_Teks Sumber_:
<<<<

LGBT dan Hilangnya Citra Falsafah Maja Labo dahu di Dana Mbojo Ma Mbari


Tanah Mbojo. Tanah yang katanya berakar kuat pada falsafah luhur: Maja Labo Dahu—malu dan takut. Malu berbuat salah, takut kepada Tuhan. Sebuah filosofi yang bukan sekadar semboyan kosong tertulis di gapura kota, tapi dulunya adalah roh dalam tiap denyut kehidupan masyarakat Bima. Tapi kini, adakah kita masih mendengar denyut itu?

Di sebuah kafe pinggir kota, tampak dua remaja laki-laki berpelukan mesra. Tak jauh dari mereka, sekelompok pemuda dengan dandanan flamboyan tertawa lepas, mengabadikan momen mereka di TikTok, Facebook. Tak ada lagi rasa rikuh. Tak ada lagi wajah menunduk. Tak ada lagi maja, dan dahu pun tinggal kenangan. Wajah-wajah itu tak asing. Mereka bukan pendatang. Mereka anak-anak Mbojo. Mereka cucu dari mereka yang dulu tak berani bersuara keras pada malam hari karena takut mengganggu adab langit.

Dulu, jika seorang anak muda kedapatan memegang tangan lawan jenis tanpa akad, itu sudah cukup menjadi aib tiga generasi. Tapi kini, pelanggaran moral tak hanya dianggap biasa, malah dijadikan konten untuk menaikkan follower.

Fenomena LGBT di tanah Bima bukan sekadar realitas sosiologis, tapi tamparan filosofis. Sebuah pergeseran nilai yang sunyi namun mengakar, seperti air laut yang pelan-pelan mengikis karang tanpa suara. Menurut data dari Kemenkes RI, pada 2023 terdapat lebih dari 500 komunitas LGBT yang tersebar di berbagai provinsi, termasuk NTB. Di Bima sendiri, meski tak ada data pasti karena sifatnya yang sembunyi-sembunyi, namun media sosial menunjukkan wajah sebaliknya: akun-akun anonim berisi ekspresi cinta sesama jenis, grup-grup tertutup di Facebook dan WhatsApp, dan pertemuan komunitas yang mulai terorganisir. Dalam perkembangan ekspresi itu mulai di publikasikan secara terang-terangan oleh para pelaku.

Sebagian mungkin berkata: “Ah, itu hak asasi manusia. Mereka hanya ingin diakui.” Ya, kita memang hidup dalam era pengakuan. Era di mana eksistensi lebih penting daripada esensi. Tapi apakah semua yang bisa diakui harus dibenarkan? Jean-Paul Sartre pernah berkata, “Manusia bebas, tapi terhukum oleh kebebasannya.” Dalam konteks ini, kita bebas menerima atau menolak nilai luar, tapi setiap pilihan akan membawa konsekuensi sosial dan spiritual. Dan tanah Bima kini tengah membayar harga dari kebebasan yang tak disaring dengan kearifan lokal.

>>>>

_Data_:
<<<<

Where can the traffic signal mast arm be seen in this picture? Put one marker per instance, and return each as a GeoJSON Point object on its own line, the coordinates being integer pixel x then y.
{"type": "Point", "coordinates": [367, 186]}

>>>>

_Soal Latihan_:
• a. Jawab pertanyaan berikut berdasarkan teks tentang falsafah Maja Labo Dahu.
(i) Apa arti Maja Labo Dahu menurut teks itu?
(ii) Menurut data Kemenkes RI, berapa banyak komunitas LGBT yang ada pada 2023?
(iii) Siapa yang dikutip dengan ucapan "Manusia bebas, tapi terhukum oleh kebebasannya"?
• b. Tentukan apakah setiap pernyataan di bawah ini sesuai dengan teks tentang falsafah Maja Labo Dahu. Jawab ya atau tidak, lalu kutip kata-kata teks yang menjadi penentunya.
(i) Remaja yang terlihat di kafe pinggir kota adalah pendatang dari luar Bima.
(ii) Jumlah komunitas LGBT di Bima diketahui secara pasti.
(iii) Dulu, anak muda yang kedapatan memegang tangan lawan jenis tanpa akad dianggap membawa aib bagi tiga generasi.
• c. Teruskan teks tentang falsafah Maja Labo Dahu, mulai setelah kalimat terakhirnya.

_Jawaban Tiap Soal_:
• a.
(i) Malu dan takut, yaitu malu berbuat salah dan takut kepada Tuhan.
(ii) Lebih dari 500 komunitas, tersebar di berbagai provinsi, termasuk NTB.
(iii) Jean-Paul Sartre.

• b.
(i) Tidak: "Mereka bukan pendatang. Mereka anak-anak Mbojo."
(ii) Tidak: "Di Bima sendiri, meski tak ada data pasti karena sifatnya yang sembunyi-sembunyi"
(iii) Ya: "jika seorang anak muda kedapatan memegang tangan lawan jenis tanpa akad, itu sudah cukup menjadi aib tiga generasi"

• c.
Lebih ironis lagi, para pembela kaum ini justru kerap berasal dari generasi yang bahkan tak hafal lagi arti Maja Labo Dahu. Mereka belajar toleransi dari drama Korea, belajar kebebasan dari vlog YouTube, tapi lupa belajar malu dari sejarah nenek moyang sendiri. Filosofi itu kini hanya jadi kalimat dalam buku pelajaran muatan lokal, yang dibaca sekadarnya sebelum dikembalikan ke rak dan dilupakan.

Dalam studi sosiologi moral, Emile Durkheim menyatakan bahwa moralitas adalah produk kolektif masyarakat. Jika suatu tindakan menyimpang makin banyak ditoleransi dan dipraktikkan, maka lambat laun ia akan menjadi moralitas baru. Inilah yang kini sedang terjadi. Dari yang semula dianggap tabu, menjadi “pilihan hidup”, lalu pelan-pelan naik kasta menjadi "kebenaran alternatif". Maka jangan heran jika kelak, barangkali, generasi Bima tak lagi paham mengapa dulu kita malu pada sesuatu yang kini dianggap ekspresi diri.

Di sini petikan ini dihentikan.